Segment Open

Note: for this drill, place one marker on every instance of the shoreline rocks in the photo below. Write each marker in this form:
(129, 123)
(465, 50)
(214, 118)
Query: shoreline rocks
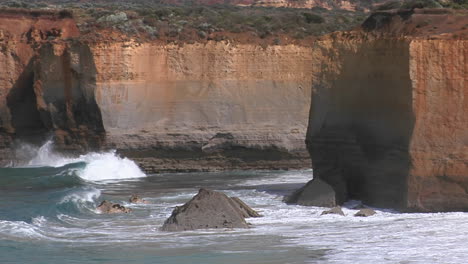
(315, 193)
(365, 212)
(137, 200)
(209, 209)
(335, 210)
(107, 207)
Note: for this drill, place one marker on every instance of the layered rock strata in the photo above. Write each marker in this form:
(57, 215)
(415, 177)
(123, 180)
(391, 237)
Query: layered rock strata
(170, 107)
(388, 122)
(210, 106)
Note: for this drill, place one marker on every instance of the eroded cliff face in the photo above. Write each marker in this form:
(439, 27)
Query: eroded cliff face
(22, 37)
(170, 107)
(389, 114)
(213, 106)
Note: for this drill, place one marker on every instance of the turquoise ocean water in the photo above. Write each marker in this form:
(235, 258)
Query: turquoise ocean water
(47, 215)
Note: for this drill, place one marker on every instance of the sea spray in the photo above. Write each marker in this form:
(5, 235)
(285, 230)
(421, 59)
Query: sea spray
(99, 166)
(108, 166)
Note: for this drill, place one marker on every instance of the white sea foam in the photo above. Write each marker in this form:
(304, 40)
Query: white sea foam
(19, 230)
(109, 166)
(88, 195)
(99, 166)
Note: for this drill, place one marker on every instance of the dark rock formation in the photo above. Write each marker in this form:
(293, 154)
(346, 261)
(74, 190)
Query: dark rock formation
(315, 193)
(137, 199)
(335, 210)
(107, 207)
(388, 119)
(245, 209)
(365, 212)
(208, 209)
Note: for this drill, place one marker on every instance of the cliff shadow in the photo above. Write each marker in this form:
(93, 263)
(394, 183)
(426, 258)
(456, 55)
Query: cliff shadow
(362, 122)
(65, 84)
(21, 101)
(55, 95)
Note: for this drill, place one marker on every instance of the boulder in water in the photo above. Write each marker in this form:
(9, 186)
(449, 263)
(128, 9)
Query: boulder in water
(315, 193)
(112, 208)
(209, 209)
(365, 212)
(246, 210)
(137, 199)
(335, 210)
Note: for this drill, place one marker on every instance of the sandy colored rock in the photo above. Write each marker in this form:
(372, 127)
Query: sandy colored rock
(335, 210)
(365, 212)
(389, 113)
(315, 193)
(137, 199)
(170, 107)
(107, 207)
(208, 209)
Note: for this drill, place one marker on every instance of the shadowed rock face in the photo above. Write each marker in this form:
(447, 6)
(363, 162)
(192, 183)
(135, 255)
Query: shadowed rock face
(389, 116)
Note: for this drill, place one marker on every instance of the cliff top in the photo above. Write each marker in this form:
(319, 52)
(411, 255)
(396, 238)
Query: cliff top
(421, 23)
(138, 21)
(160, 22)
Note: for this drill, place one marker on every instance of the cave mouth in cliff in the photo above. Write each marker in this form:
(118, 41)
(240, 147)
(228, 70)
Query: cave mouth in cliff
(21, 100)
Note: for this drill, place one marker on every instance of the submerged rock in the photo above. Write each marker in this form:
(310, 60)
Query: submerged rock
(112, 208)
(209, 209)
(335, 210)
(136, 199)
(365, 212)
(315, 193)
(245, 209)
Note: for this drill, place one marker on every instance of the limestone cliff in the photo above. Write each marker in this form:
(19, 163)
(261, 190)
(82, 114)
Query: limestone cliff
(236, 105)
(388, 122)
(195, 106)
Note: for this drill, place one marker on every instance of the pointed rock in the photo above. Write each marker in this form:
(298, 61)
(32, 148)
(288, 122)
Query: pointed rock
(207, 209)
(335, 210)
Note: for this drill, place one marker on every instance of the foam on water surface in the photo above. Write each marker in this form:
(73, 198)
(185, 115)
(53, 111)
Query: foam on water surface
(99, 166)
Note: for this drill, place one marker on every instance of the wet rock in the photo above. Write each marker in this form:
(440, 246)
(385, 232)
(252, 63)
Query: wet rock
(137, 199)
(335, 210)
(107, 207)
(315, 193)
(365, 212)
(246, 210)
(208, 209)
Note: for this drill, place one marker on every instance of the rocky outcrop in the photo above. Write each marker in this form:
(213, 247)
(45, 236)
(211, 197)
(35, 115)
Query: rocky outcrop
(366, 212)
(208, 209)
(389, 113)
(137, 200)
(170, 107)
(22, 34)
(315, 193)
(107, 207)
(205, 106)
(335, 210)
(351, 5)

Segment Closed

Copy the data exactly. Any picture it contains is to be omitted.

Note: for this drill, place one marker on every instance of the shoreline rocks in the photo below. Write each marker in this form:
(129, 123)
(465, 50)
(214, 118)
Query: shoreline rocks
(315, 193)
(365, 212)
(137, 200)
(209, 209)
(335, 210)
(107, 207)
Note: for this drill, place one marker on every instance of the layered rock strata in the photo above. Write each marker in this form:
(57, 215)
(415, 177)
(123, 180)
(391, 237)
Query: layered rock strata
(170, 107)
(388, 122)
(210, 106)
Note: for this drill, place one marker on every instance of the eroded cliff face in the photo above. Write each marker in this form:
(439, 27)
Query: eroded cliff face
(22, 37)
(170, 107)
(389, 114)
(213, 106)
Note: for this drill, place one marker on every instance of the turquoise ocean water in the photo above. Write each marker in this form:
(235, 258)
Query: turquoise ocean water
(47, 215)
Note: for this drill, place one marker on every instance of the sea spray in the photo above. Write each marker in this form:
(5, 235)
(285, 230)
(421, 59)
Query: sea spray
(99, 166)
(108, 166)
Note: for this drill, place one marker on every instance of the white sea foam in the photo above. Write each marker in this form:
(304, 40)
Query: white sea foam
(19, 230)
(109, 166)
(88, 195)
(99, 166)
Note: for this drill, place one marker on every instance of the dark rock formation in the photo above. Write each marker in this form:
(293, 154)
(346, 261)
(74, 190)
Query: dark rock formation
(315, 193)
(137, 199)
(335, 210)
(107, 207)
(388, 119)
(245, 209)
(365, 212)
(208, 209)
Note: for this drill, place one marker on every instance of the cliff shadow in the photo above. Write each marker in this form:
(93, 263)
(394, 183)
(426, 258)
(456, 55)
Query: cliff shadow
(362, 122)
(65, 84)
(21, 101)
(55, 95)
Note: for this drill, place one marker on every instance of the boulder in water in the photo above. Write each marker in this form:
(9, 186)
(449, 263)
(128, 9)
Query: boulder in water
(315, 193)
(112, 208)
(209, 209)
(365, 212)
(246, 210)
(137, 199)
(335, 210)
Note: for this drill, place one marker on every instance of the sandy colored rock in the photo above. Write each marker in this form:
(372, 127)
Query: sandy colored rock
(335, 210)
(365, 212)
(389, 113)
(315, 193)
(137, 199)
(170, 107)
(107, 207)
(208, 209)
Note: for this drill, place one marker on every instance of the shadowed rock face in the photo above. Write each marker in this form:
(447, 6)
(363, 162)
(192, 183)
(135, 255)
Query: shadowed rock face
(389, 116)
Note: for this drill, place one marker on every instance of the cliff top in the photo above. Write each marker in this form:
(319, 52)
(411, 255)
(396, 238)
Query: cliff top
(421, 23)
(138, 21)
(160, 22)
Note: for this drill, place one marker on every instance of the cave mouth in cliff in the photo above. Write each marker in this form:
(118, 41)
(240, 147)
(228, 70)
Query: cave mouth in cliff
(21, 100)
Note: for this drill, place one marker on every instance of the submerged rock in the photo above. Write each marker in this form:
(310, 60)
Query: submerged rock
(112, 208)
(209, 209)
(335, 210)
(136, 199)
(365, 212)
(315, 193)
(245, 209)
Note: for this drill, place one marker on every instance of the limestone cliff in the photo above. Write each marker in this form:
(19, 163)
(261, 190)
(82, 114)
Query: limestone cliff
(236, 105)
(388, 122)
(195, 106)
Note: for this drill, place one marker on every instance of the pointed rock in the photo above. Write each marker in this form:
(298, 61)
(32, 148)
(288, 122)
Query: pointed rock
(207, 209)
(335, 210)
Note: for this drill, place one marker on every instance of the foam on water surface in the photo above. Write each marker in this form:
(73, 198)
(185, 115)
(53, 111)
Query: foam on water surface
(99, 166)
Note: for this drill, place one marker on every instance of the wet rock in the photo above. Write each marker in this form:
(440, 246)
(385, 232)
(252, 63)
Query: wet rock
(137, 199)
(335, 210)
(107, 207)
(315, 193)
(365, 212)
(246, 210)
(208, 209)
Note: for this drill, place one marker on every instance of the rocky outcrop in the photo above. Write each marker in this form:
(213, 247)
(45, 236)
(211, 197)
(35, 115)
Query: rocky outcrop
(366, 212)
(208, 209)
(389, 113)
(137, 200)
(170, 107)
(22, 34)
(315, 193)
(107, 207)
(205, 106)
(335, 210)
(351, 5)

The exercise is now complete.